MATERIAL SUPPLIED -
........

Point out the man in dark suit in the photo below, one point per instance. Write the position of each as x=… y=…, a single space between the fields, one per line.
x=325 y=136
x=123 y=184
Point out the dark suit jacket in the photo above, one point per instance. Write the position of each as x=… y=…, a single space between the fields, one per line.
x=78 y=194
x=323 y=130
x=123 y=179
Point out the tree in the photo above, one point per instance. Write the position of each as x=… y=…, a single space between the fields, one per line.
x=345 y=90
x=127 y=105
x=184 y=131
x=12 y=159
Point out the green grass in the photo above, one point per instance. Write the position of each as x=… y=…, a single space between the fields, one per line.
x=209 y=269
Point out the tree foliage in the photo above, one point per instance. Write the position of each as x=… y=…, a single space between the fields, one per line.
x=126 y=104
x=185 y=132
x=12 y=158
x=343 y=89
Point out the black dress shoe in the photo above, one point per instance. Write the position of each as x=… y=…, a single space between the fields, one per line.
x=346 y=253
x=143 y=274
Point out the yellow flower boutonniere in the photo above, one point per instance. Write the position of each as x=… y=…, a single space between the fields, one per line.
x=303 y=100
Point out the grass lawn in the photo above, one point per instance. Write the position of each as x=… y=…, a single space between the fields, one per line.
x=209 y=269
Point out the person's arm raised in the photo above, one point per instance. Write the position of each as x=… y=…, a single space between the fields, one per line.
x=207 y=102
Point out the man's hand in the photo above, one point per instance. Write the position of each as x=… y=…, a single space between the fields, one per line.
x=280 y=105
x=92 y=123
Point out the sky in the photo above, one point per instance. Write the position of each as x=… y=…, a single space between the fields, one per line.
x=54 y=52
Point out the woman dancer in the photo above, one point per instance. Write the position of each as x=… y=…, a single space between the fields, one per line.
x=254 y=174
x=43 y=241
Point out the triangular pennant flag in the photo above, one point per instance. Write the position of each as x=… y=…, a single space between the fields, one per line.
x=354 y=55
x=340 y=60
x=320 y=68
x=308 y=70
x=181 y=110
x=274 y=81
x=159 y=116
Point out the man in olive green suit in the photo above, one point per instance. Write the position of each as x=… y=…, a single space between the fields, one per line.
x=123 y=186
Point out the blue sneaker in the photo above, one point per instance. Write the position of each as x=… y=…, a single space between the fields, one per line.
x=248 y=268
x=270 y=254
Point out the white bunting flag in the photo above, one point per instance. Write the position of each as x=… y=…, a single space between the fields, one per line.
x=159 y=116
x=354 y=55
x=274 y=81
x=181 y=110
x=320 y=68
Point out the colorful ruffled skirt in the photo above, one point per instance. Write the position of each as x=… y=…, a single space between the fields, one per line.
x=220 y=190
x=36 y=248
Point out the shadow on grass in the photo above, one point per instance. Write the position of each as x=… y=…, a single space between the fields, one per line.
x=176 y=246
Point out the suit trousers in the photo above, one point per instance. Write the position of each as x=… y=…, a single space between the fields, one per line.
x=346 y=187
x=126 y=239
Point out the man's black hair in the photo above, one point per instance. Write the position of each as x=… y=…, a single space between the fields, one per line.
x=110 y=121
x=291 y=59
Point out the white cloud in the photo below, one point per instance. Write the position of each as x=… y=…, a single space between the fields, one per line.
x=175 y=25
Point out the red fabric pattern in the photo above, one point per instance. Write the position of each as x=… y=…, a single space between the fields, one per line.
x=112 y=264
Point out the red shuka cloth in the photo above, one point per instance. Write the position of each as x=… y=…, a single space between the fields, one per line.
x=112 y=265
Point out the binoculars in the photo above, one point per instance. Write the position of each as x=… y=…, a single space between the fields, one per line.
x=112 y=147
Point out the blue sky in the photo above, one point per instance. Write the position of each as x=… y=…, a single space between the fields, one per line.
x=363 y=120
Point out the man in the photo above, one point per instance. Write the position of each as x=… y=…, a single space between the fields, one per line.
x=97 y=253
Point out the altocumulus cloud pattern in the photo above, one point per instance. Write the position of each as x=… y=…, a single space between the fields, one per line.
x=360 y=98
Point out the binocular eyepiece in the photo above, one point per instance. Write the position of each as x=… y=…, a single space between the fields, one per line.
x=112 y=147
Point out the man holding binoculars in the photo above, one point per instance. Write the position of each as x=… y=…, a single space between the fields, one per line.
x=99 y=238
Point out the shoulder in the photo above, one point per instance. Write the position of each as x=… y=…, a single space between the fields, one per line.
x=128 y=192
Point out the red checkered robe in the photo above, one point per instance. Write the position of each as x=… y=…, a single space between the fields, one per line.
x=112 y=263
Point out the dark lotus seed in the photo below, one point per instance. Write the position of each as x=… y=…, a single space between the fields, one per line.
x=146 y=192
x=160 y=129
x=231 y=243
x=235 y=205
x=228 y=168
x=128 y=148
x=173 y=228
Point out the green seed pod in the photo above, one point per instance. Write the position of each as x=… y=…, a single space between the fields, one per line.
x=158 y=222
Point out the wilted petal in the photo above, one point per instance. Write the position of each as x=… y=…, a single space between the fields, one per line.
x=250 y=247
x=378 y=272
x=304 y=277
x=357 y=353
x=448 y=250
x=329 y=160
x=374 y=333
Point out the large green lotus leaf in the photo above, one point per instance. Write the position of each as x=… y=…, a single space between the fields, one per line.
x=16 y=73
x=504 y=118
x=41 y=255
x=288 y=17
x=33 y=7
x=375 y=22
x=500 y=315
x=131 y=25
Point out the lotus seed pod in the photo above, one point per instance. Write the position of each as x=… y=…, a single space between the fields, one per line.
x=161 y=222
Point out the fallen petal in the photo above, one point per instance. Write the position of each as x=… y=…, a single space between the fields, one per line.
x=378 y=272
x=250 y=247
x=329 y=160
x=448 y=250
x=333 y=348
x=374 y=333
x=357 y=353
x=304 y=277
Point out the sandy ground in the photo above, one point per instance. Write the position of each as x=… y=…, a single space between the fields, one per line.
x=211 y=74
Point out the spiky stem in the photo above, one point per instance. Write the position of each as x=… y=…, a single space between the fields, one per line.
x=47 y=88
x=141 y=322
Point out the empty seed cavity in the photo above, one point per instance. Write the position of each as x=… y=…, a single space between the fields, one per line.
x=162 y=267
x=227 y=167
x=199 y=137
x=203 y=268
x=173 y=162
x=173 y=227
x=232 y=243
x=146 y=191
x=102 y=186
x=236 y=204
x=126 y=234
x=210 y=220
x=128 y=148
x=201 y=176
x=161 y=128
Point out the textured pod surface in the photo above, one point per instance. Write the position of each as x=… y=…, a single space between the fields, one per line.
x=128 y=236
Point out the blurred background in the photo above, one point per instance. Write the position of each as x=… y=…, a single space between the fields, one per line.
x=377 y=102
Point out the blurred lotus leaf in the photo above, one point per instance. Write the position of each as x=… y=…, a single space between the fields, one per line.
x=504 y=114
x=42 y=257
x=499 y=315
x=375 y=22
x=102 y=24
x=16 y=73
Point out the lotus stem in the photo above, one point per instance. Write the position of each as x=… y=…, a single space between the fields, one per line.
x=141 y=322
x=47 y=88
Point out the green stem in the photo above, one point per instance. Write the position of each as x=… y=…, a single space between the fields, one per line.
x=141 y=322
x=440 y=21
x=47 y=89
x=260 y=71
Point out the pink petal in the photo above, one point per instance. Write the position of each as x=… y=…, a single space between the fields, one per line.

........

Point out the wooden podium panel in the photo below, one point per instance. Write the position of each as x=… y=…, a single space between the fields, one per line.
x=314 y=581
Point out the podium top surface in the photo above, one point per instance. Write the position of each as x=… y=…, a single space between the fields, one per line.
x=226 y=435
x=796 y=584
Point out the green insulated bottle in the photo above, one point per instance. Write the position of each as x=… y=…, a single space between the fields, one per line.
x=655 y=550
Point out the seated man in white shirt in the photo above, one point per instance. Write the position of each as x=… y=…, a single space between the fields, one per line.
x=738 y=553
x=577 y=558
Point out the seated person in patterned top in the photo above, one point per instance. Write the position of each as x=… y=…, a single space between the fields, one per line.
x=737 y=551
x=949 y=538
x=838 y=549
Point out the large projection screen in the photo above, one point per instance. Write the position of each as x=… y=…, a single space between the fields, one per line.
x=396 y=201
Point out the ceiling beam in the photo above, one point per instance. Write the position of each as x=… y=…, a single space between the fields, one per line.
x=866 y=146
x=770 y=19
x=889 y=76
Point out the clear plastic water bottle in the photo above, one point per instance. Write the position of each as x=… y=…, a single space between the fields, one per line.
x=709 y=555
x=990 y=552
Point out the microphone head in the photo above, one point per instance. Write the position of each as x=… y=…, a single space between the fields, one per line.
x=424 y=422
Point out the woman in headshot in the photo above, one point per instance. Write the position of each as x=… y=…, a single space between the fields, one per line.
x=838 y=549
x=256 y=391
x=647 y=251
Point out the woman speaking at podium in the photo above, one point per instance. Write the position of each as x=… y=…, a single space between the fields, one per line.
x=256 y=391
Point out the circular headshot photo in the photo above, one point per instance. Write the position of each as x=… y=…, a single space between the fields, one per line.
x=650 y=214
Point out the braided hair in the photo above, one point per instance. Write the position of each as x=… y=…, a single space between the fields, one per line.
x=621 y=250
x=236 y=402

........

AIM OF THE EXERCISE - Above are the records. Print exactly, and only, the lines from the line with "Point out the fallen" to the line with "Point out the pink", both inclusive.

ANSWER BOX -
Point out the fallen petal in the photo above, one point per instance. Write the position of each as x=… y=…, a single space between the fields, one per line.
x=378 y=272
x=250 y=247
x=329 y=160
x=448 y=250
x=333 y=348
x=374 y=333
x=357 y=353
x=304 y=277
Point out the sandy ground in the photo above, one point per instance. Write the position of each as x=… y=…, a single space between the fields, one per line.
x=211 y=74
Point out the spiky stem in the photo above, one point per instance. Write the position of each as x=… y=…, a single space between the fields, one per line.
x=47 y=88
x=141 y=322
Point out the empty seed cavity in the photo above, one point per instance. Write the position of each as x=… y=…, a single space between the fields, one per line.
x=162 y=267
x=227 y=167
x=199 y=137
x=203 y=268
x=173 y=162
x=173 y=227
x=232 y=243
x=146 y=191
x=102 y=186
x=236 y=204
x=126 y=234
x=210 y=220
x=128 y=148
x=201 y=176
x=161 y=128
Point out the textured pod surface in the photo above, one point per instance. Write the position of each as x=… y=…, a single space between the fields, one per line.
x=128 y=236
Point out the blurred background in the photo above, one point per instance. Write the position of each as x=… y=…, a single space between the fields, one per line.
x=377 y=102
Point out the blurred lotus leaf in the photo above, one point per instance. Write the position of each as x=… y=…, a single space between the fields, one per line.
x=504 y=114
x=42 y=257
x=499 y=315
x=375 y=22
x=102 y=24
x=16 y=73
Point out the lotus stem in the photo above, one point per instance. Write the position of each as x=… y=…, a single space between the fields, one per line.
x=141 y=322
x=47 y=88
Point out the green stem in the photo above, one point per instance. Write the position of each as x=… y=…, a single space between the fields, one per line.
x=141 y=322
x=440 y=21
x=47 y=89
x=260 y=71
Point out the pink petal in the photo above, one point per instance. Write the position of each as x=… y=…, a single space between the fields, one per line.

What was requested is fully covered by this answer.